■ REQUEST
Please rewrite the entries below as a numbered list, everything from the line containing "Locate every instance of the man's left" down to the end of the entries, with both ends included. Leave out any blank lines and nothing else.
::::
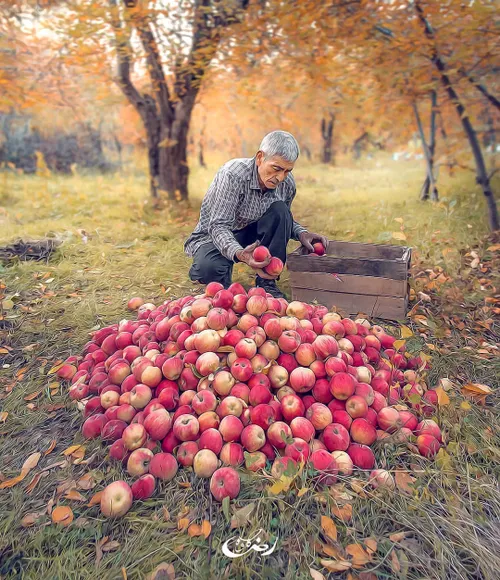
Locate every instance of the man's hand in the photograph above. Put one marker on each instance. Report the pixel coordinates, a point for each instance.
(307, 239)
(246, 256)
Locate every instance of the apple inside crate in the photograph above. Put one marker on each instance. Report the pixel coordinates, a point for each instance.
(356, 278)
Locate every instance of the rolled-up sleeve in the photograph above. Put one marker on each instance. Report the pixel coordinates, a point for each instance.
(222, 200)
(297, 229)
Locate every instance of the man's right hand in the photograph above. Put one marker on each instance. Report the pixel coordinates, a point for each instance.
(246, 256)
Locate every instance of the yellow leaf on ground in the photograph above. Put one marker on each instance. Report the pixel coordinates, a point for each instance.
(406, 332)
(344, 512)
(163, 571)
(283, 484)
(477, 389)
(329, 528)
(360, 556)
(62, 515)
(51, 447)
(403, 481)
(443, 398)
(95, 499)
(397, 537)
(399, 343)
(74, 495)
(206, 528)
(110, 546)
(336, 565)
(32, 396)
(70, 450)
(371, 544)
(194, 530)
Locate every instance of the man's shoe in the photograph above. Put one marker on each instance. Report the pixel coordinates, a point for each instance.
(269, 286)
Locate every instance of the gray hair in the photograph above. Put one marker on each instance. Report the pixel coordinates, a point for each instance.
(282, 144)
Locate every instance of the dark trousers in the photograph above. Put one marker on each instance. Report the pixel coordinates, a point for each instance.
(273, 229)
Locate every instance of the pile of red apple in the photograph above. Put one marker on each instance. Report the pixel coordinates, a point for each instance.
(237, 378)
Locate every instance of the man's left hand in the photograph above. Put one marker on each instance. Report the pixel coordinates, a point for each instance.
(307, 239)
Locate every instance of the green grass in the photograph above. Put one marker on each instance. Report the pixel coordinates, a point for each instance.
(117, 245)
::::
■ WORKED SOLUTION
1. Locate every instance of the man's left hand in the photograph above. Put one marker on each instance. Report the pixel coordinates, a point for each instance.
2. (307, 239)
3. Locate every instance of the green grass in the photograph above. Put one marker on each instance. Report the pixel coordinates, a point for each instance.
4. (117, 245)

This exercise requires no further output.